— Start of DOCUMENT —
Since Athens missed a debt payment to its creditors and
Greek voters rejected tough conditions for further bailouts, the euro has
retreated from its mid-June highs of $1.14, but there has been no panic
selling. One reason is expectations the ECB will take action, including more
quantitative easing, to stabilise the market.
Against the dollar, the euro was down 0.9 per cent at
$1.09605, a one-week low, with a drop below $1.0955 set to take it to its
lowest in more than a month. The dollar index rose 0.7 per cent to 96.903, a
one-month high.
"It is a drift lower for the euro," said Jeremy
Stretch, head of currency strategy at CIBC World Markets. "The markets are
reasonably relaxed at this stage because they believe the ECB will step in to
take action to contain any contagion, should Greece step out of the
union."
Despite the euro's resilience, Greece's future in the euro
zone and its fiscal woes cloud the currency's long-term prospects, analysts
said.
Meanwhile, commodity currencies fell sharply, with the
Australian dollar hitting a six-year low as Chinese stock markets went into a
tailspin while oil-rich Norway's crown struck a six-month low after a sell-off in
crude oil.
— End of DOCUMENT —
* EXERCISE TASKS
1. In the currency market report, what level did the dollar index reach?
2. Continue the currency market report from its last sentence.
— Start of PROVIDED MATERIAL —
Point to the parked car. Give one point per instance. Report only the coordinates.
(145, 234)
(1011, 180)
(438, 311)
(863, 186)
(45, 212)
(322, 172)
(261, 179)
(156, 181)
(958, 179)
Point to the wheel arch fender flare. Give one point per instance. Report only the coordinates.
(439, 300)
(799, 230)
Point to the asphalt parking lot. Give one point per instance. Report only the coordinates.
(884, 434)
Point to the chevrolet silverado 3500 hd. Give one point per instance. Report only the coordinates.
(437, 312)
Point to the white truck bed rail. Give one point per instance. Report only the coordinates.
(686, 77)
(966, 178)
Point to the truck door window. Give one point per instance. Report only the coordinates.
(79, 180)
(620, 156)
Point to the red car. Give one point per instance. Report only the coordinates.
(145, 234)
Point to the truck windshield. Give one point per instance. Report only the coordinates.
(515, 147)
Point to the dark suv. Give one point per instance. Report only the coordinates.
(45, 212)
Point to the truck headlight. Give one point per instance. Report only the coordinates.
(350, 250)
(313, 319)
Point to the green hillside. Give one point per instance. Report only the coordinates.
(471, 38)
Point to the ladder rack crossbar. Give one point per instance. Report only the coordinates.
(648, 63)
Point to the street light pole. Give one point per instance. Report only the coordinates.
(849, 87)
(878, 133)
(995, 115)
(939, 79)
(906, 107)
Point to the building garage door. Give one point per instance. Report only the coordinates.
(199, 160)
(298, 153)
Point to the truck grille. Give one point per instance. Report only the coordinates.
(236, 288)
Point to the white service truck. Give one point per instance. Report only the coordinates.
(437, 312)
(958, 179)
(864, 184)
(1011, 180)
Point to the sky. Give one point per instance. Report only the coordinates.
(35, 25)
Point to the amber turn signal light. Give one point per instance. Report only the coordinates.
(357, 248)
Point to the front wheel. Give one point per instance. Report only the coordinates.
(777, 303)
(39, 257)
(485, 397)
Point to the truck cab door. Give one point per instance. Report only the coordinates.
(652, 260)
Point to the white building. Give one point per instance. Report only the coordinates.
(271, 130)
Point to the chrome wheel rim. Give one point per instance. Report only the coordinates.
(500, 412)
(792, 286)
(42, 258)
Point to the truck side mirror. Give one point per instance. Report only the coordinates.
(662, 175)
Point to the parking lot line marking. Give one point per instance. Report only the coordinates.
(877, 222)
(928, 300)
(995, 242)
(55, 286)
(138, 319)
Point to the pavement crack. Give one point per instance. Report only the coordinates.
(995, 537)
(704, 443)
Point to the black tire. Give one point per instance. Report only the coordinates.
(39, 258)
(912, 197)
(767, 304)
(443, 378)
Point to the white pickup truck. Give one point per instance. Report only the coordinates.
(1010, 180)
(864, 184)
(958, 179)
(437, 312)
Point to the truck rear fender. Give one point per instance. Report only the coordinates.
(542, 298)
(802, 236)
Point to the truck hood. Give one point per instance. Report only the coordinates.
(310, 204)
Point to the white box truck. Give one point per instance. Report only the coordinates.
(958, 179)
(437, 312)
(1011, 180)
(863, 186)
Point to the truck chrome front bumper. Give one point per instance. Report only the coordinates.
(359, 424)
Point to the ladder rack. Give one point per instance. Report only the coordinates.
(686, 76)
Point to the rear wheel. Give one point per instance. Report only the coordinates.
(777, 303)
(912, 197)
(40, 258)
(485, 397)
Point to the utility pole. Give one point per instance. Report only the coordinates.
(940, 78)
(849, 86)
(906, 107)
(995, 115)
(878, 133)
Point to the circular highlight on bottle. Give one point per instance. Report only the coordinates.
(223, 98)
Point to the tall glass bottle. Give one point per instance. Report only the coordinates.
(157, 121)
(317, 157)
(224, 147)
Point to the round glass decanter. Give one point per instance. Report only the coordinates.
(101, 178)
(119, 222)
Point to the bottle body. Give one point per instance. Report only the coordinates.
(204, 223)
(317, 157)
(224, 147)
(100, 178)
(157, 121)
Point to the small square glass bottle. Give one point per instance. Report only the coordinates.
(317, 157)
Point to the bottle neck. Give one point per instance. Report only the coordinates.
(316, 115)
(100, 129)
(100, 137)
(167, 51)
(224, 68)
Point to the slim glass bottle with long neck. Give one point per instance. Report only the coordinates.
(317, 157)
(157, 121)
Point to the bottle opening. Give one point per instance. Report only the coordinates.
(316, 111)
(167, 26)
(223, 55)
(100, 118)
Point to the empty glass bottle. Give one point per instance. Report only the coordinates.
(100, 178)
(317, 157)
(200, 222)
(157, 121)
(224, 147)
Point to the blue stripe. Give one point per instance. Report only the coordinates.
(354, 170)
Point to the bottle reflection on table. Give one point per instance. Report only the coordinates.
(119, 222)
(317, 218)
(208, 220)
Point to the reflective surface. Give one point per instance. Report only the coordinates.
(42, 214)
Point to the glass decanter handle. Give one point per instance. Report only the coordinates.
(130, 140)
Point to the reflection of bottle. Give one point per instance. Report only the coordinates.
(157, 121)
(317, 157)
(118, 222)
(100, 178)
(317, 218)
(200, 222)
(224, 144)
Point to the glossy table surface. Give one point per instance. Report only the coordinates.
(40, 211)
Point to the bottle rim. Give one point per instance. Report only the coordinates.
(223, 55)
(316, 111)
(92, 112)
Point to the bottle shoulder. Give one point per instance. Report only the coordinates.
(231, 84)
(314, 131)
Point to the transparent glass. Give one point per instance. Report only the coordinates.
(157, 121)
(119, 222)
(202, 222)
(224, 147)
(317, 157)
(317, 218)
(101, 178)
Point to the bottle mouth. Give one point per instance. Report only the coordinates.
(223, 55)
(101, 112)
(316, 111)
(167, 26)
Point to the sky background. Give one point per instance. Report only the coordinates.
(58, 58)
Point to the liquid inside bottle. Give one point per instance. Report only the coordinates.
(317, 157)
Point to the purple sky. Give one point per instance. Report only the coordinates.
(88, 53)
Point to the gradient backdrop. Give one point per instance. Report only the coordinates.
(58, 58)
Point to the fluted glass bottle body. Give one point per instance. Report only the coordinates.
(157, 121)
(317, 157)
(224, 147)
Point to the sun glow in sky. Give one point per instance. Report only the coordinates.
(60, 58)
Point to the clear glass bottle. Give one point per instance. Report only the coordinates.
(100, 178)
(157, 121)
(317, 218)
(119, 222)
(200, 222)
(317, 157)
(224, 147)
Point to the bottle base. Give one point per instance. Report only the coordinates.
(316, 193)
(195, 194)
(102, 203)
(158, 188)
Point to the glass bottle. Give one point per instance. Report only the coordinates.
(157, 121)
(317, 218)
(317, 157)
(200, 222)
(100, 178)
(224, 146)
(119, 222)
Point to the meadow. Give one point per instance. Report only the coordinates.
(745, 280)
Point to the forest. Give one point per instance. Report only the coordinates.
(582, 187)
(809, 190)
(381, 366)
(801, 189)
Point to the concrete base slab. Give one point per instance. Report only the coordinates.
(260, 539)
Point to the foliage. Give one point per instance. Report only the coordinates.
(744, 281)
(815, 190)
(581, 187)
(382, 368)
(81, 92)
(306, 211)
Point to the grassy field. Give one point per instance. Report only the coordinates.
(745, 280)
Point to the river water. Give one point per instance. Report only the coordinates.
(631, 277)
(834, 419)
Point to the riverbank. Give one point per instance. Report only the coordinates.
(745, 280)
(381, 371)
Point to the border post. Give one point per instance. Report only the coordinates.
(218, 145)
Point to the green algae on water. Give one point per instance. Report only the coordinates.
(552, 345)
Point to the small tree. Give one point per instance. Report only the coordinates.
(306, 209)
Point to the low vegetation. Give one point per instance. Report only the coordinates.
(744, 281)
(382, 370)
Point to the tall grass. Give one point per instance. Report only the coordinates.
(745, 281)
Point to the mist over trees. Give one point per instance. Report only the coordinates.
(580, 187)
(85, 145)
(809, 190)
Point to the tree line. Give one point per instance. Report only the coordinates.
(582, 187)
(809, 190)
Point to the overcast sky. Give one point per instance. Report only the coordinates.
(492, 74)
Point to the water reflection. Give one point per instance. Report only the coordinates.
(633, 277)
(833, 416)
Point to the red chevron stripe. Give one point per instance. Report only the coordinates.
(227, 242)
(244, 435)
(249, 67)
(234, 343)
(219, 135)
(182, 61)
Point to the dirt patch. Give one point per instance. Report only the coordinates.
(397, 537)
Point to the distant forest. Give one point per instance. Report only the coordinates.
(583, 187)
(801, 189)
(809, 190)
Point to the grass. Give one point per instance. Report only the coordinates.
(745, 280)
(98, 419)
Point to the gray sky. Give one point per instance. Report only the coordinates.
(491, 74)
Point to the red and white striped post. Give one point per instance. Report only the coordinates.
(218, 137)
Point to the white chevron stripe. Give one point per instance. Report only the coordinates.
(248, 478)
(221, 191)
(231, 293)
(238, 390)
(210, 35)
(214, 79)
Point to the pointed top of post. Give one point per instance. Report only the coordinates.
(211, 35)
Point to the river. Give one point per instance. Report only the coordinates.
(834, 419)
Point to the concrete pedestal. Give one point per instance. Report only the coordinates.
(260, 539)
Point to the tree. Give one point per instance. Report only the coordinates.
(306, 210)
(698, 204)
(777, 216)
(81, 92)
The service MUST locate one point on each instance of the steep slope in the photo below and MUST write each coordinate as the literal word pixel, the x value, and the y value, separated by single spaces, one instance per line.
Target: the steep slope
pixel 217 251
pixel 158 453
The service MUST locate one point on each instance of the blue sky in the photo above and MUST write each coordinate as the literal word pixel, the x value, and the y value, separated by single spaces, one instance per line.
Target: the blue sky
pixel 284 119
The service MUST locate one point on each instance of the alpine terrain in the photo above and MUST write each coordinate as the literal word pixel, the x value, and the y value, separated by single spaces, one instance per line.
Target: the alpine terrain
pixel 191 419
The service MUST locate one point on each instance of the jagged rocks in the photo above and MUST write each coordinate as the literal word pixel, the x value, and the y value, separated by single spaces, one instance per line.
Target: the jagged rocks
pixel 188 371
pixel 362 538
— End of PROVIDED MATERIAL —
* REPLIES
1. 96.903, a one-month high.

2.
The Australian dollar, which is a proxy for Chinese
investments, fell 0.9 percent to $0.7425, with a drop in iron ore prices also
weighing, traders said. The New Zealand dollar also hit a five-year low of
$0.6620.
The Norwegian crown fell 0.7 per cent against the euro to
8.9964 crowns, its weakest since mid-January. The Canadian dollar, which also
has a strong correlation to oil, hit a three-month low of C$1.2708 against its
US counterpart .
"The drop in crude oil over the past week has
materially weighed on the Canadian dollar," ING analysts said in a note.
"The domestic outlook has also failed to lend support;
the soft GDP print and disappointing second-quarter business outlook figures
have increased the pressure on the Bank of Canada."